*EXCERPT PROVIDED*
Meeting A Chess Grandmaster

The Core Belief

In the spring of 1989, Chess Grandmaster Konstantin Lerner was due to play in a tournament at the Penn Hotel in New York.  This was major news in the Zola household back in Bloomfield Hills.  Not because the Old Man was a certified chess freak and had once played a game against Bobby Fischer (he lost in 2 minutes) but because Lerner was family.

Konstantin Lerner was married to my first cousin Shura, one of my Aunt Raia’s two daughters.  Kostya, Shura and their son Andrei/Andrew were also the only members of the immediate family left in Soviet Russia.  In the 1970’s, the Old Man helped secure exit visas for his two sisters and their children and they all got out except for Lerner.  He had no desire to leave Russia, the Ukraine and Odessa:  Kostya was a Lt. Colonel in the Soviet army.  His job: playing chess with the troops.   As sweet a gig as one could find in a Superpower’s military.

Three days before the tournament, the Old Man left a message with the front desk of Brittany Hall to call him immediately.  The pink While You Were Out note said it was an emergency and to call him at his office ASAP.  I ran up to the room thinking something had happened to my Mother or one of my brothers.  Maybe my Grandfather was ill.  Of course there was a chance it was nothing at all.  I received messages like this from the Old Man once or twice a week.  I’d call back and we’d end up playing phone tag for a few days.  Once I got Dad on the phone, I’d find out the dog hadn’t died.  He just wanted to say hello.

This time was different; Sherry, his secretary, put me right through to his office.  There was no hello Alexander, no pleasantries at all.  “Shut up and listen to me.  This is very important.  Your cousin Kostya is playing chess at some hotel on 7th Avenue this weekend.  Find that hotel.  Sherry Fed Ex’ed you a check for $300.  I want you to buy 7 pairs of jeans and take them to Kostya,” he told me.

“Ok,” I said.  “Why seven pairs of jeans?”

“He’ll have some sort of KGB handler and he’ll have to give the guy a pair of jeans so he can keep the other six pairs.”

“Any specific sizes,” I asked.

“The size a normal person will wear.  I want Lerner to be able to sell these things on the black market in Russia so he’ll have some money,” the Old Man lectured.  “If anyone asks you why you’re there, you tell them you’re a chess fan.  If someone asks you for a name, tell them you’re Joe Smith.  Anyone who talks to you is a piece of shit Russian or KGB.  Any questions?”

Before I could answer he said “Good.  Call me when the check gets there tomorrow.”  It was fitting there was no good bye as this wasn’t a phone call but a set of precise instructions on how to facilitate a Black Market transaction.  And there was no one better at Black Marketeering than Aron Zola.

Three days later, I found myself wandering around the chess tables in a huge second floor ballroom with a blue and white Canal Jeans bag with even pairs of Levi’s 501 jeans, quietly dropping f bombs.  In my two conversations with the Old Man, I forgot to ask the most important question: what did Konstantin Lerner look like.  In a situation like this I’d usually look for the Jew but this was a chess tournament in New York – it seemed everyone was a Jew.  So I closed my eyes and tried to get a mental picture of what Lerner looked like and I came up with a tall elegant man in a long brown overcoat with an AK-47.  That seemed a bit out of place so being the proud possessor of a liberal arts education I decided to find a tournament official to point out my cousin.

[Segmentation dataset excerpts]

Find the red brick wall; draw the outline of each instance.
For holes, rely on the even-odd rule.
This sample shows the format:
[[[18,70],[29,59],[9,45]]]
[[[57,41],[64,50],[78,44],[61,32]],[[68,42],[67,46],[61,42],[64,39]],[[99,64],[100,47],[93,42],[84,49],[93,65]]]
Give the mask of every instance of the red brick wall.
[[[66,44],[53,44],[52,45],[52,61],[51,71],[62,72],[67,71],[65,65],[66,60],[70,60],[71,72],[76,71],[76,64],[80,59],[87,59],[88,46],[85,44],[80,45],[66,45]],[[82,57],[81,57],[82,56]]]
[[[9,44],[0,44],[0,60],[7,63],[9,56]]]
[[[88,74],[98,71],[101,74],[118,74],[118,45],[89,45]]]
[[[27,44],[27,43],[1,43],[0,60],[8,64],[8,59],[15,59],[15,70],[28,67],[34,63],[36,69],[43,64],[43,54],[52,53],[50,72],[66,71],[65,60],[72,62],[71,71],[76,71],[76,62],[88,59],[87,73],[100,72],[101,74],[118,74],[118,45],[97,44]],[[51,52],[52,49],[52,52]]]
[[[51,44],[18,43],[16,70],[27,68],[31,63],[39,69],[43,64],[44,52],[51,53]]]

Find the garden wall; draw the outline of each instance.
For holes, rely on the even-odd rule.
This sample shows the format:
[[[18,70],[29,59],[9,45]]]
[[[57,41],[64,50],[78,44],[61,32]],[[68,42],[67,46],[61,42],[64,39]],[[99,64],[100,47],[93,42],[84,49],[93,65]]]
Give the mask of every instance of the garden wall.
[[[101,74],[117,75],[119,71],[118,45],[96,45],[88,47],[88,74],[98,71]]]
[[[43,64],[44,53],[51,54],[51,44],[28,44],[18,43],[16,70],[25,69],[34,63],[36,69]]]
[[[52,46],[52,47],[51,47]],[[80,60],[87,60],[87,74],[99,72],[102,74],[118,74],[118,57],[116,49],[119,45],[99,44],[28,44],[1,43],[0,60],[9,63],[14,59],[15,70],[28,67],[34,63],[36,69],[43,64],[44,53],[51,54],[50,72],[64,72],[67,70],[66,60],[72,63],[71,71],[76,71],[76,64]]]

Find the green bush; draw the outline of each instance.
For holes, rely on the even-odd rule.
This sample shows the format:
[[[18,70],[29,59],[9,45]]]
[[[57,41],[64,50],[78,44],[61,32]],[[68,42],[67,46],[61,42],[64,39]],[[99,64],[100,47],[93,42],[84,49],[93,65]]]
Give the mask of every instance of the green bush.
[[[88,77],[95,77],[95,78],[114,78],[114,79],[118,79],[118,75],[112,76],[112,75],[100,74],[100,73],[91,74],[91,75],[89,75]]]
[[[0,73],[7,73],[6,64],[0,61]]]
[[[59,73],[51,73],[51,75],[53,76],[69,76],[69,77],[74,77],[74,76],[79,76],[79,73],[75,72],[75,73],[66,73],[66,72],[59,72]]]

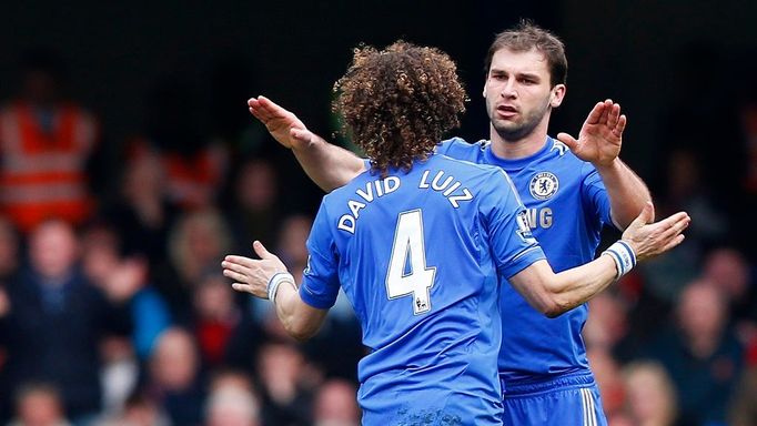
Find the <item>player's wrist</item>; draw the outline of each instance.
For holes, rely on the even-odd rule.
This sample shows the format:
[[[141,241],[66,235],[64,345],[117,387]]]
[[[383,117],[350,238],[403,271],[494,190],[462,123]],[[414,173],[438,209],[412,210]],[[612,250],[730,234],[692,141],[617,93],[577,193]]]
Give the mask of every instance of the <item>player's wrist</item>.
[[[276,303],[276,294],[279,293],[279,287],[281,284],[289,283],[293,287],[296,287],[294,284],[294,276],[290,274],[289,272],[279,272],[274,274],[271,280],[269,280],[268,283],[268,295],[269,300],[271,303],[275,304]]]
[[[617,270],[615,280],[619,280],[636,266],[636,253],[630,244],[623,240],[613,243],[602,254],[609,256],[615,262],[615,268]]]
[[[616,156],[609,161],[597,161],[592,163],[594,169],[597,170],[599,175],[605,176],[609,173],[618,173],[623,166],[623,162],[619,156]]]

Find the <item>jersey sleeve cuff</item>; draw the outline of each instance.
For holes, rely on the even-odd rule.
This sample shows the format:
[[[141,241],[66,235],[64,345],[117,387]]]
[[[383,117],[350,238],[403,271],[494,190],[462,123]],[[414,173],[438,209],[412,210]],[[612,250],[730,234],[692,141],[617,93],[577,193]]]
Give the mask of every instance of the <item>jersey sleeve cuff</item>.
[[[334,306],[334,303],[336,303],[336,298],[334,297],[313,293],[310,288],[307,288],[305,283],[300,286],[300,298],[311,307],[315,307],[317,310],[329,310]]]

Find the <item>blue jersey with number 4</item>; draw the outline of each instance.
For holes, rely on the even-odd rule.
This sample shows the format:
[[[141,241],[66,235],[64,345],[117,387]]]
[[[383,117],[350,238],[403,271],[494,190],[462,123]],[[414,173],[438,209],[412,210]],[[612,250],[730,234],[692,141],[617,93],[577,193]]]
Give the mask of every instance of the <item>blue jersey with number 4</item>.
[[[501,424],[498,277],[544,258],[525,214],[502,170],[438,154],[323,199],[300,295],[354,307],[363,424]]]
[[[494,155],[488,141],[471,144],[455,138],[442,142],[437,152],[507,172],[527,209],[528,225],[555,272],[595,257],[602,227],[612,224],[609,200],[596,169],[565,144],[547,138],[535,154],[503,160]],[[581,335],[586,305],[551,320],[509,286],[504,286],[502,295],[499,373],[505,384],[591,374]]]

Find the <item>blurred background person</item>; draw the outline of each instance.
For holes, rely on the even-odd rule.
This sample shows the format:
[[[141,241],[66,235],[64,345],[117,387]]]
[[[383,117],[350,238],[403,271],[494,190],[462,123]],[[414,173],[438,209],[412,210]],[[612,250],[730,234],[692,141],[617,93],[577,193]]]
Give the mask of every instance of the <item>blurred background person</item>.
[[[21,92],[0,109],[0,211],[23,232],[50,217],[82,224],[92,213],[88,161],[98,123],[64,93],[52,50],[28,51]]]
[[[357,426],[357,388],[352,382],[330,379],[319,386],[313,402],[314,426]]]
[[[171,424],[202,425],[206,388],[191,333],[180,327],[165,329],[152,353],[148,373],[145,392],[165,410]]]
[[[635,362],[623,368],[626,415],[635,426],[674,426],[676,389],[665,368],[655,362]],[[687,425],[684,423],[683,425]]]
[[[16,396],[16,416],[9,426],[70,426],[60,394],[52,385],[29,383]]]
[[[216,372],[205,406],[206,426],[261,426],[260,402],[241,372]]]
[[[99,413],[98,345],[107,335],[129,334],[131,292],[111,287],[103,293],[85,278],[79,261],[79,240],[67,222],[43,222],[30,235],[29,265],[9,286],[10,308],[0,318],[8,354],[0,369],[6,407],[19,386],[42,381],[60,390],[74,424]]]
[[[694,281],[683,291],[675,318],[677,326],[663,329],[648,355],[675,384],[684,425],[723,424],[744,368],[744,348],[727,328],[727,301],[710,282]]]

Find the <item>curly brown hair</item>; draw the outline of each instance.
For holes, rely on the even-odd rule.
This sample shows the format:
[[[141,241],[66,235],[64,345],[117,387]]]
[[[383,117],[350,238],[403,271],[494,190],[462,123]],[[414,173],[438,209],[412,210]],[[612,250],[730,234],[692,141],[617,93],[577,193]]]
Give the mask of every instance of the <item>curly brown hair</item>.
[[[334,91],[343,133],[382,175],[427,159],[443,134],[460,125],[467,100],[446,53],[404,41],[382,51],[356,48]]]

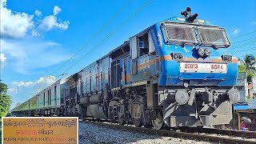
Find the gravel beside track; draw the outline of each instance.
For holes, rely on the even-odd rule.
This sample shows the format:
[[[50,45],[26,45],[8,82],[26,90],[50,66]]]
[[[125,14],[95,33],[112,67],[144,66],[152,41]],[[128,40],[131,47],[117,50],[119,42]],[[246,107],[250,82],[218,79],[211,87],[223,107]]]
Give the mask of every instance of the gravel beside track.
[[[176,138],[172,137],[161,137],[154,134],[114,130],[92,123],[79,122],[79,144],[88,143],[178,143],[178,144],[208,144],[210,142],[194,140]]]

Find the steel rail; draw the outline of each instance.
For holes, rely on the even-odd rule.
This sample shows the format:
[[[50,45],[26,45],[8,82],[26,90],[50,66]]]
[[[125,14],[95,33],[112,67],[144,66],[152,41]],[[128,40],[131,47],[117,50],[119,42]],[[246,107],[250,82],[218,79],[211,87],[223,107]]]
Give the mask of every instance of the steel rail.
[[[204,142],[218,142],[218,143],[242,143],[242,144],[250,144],[256,143],[256,142],[248,141],[248,140],[241,140],[235,139],[230,138],[223,138],[212,135],[204,135],[204,134],[197,134],[187,132],[178,132],[178,131],[170,131],[165,130],[154,130],[149,129],[144,127],[134,127],[129,126],[122,126],[118,124],[111,124],[111,123],[102,123],[98,122],[91,122],[91,121],[83,121],[83,122],[95,124],[98,126],[114,129],[114,130],[122,130],[126,131],[135,131],[138,133],[146,133],[146,134],[152,134],[156,135],[166,136],[166,137],[174,137],[179,138],[186,138],[190,140],[198,140]]]
[[[217,134],[230,136],[242,137],[245,138],[256,138],[255,131],[240,131],[235,130],[215,129],[215,128],[198,128],[198,127],[179,127],[175,130],[190,133]]]

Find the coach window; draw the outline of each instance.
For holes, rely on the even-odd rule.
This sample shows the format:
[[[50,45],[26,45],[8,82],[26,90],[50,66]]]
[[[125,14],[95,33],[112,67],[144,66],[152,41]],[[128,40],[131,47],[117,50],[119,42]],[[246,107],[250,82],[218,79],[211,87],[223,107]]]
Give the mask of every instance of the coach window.
[[[139,37],[138,47],[139,47],[140,56],[143,56],[143,55],[149,54],[148,33]]]
[[[154,39],[153,39],[153,36],[154,35],[154,32],[153,30],[150,30],[148,34],[148,38],[149,38],[149,53],[152,53],[155,50],[155,47],[154,47]]]
[[[138,38],[134,37],[130,39],[130,46],[131,46],[131,57],[132,59],[136,59],[138,58],[138,49],[137,49],[137,42]]]

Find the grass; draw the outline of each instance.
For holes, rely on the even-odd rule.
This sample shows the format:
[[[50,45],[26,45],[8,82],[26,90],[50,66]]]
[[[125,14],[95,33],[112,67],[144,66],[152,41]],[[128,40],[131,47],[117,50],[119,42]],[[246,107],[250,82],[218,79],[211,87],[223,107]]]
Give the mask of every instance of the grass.
[[[2,122],[0,122],[0,142],[2,143]]]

*EXERCISES*
a. Which lines of the entries contain the string "hair"? Gather every one and copy it.
b. Carry on the chess grandmaster story from the point where it stops.
The text and the entries have nothing to do with each other.

*RESPONSES*
a.
Find the <item>curly brown hair</item>; draw the outline of each instance.
Give the mask of every instance of the <item>curly brown hair</item>.

b.
Lerner was a short, swarthy looking man with intense brown eyes, a slight under bite wearing brown and red checked flannel shirt, thereby pre-dating the Grunge fashion craze by a good two years.  I watched Kostya slowly position his pieces over a five minute period against an over matched opponent.  When he got up for a smoke break, I followed him into the corridor and introduced myself.  With my rudimentary Russian and his three English words, we managed to communicate.  When it looked like we were alone, I handed him the bag.  “From Aronchick,” I told him.

“Aronchick,” he repeated.

“Da,” I said.

Konstantin thanked me and hurried back into ballroom, stashing the bag underneath the table.  I walked to the stairwell feeling pretty good about myself. I properly facilitated a Black Market transaction and met the most accomplished member of the family.  All in all not a bad days work – it’s Miller time.  Before I could get to the stairwell, some one grabbed my arm.

“Why were you watching only Konstantin Lerner,” a thinly accented Russian voice asked.  I turned around and saw a small blonde balding man in a cheap western styled suit.  This was Lerner’s KGB escort straight out of central casting.

“I’m a fan,” I said.

“A fan?”

“I play chess on Thompson Street.  I’m a fan,” I told him.

He pulled out a pad of paper and a pen.  “Your name.”

I put my hand on my cheek and sighed.  Where did he think he was, Moldovanka in OdessaRed Square?  I was going to walk away when he grabbed my arm once again.  “Your name,” he said, this time sounding officious, bureaucratic and annoyed.

“My name,” I asked.


“Write this down,” I said.  He put pen to paper in his small green notebook.  “Robert Allen Zimmerman.  That’s with two M’s and one N.  I’m from Hibbing Minnesota.”

I expected to hear something like ‘you’ll be shot for this’ or ‘we’ll be watching you Zimmerman’ but he turned and walked back into the tournament.  With any luck when he reported to his bosses that Bob Dylan had been watching Konstantin Lerner playing chess he was sent directly to a Siberian gulag for not having the good sense to get an autograph.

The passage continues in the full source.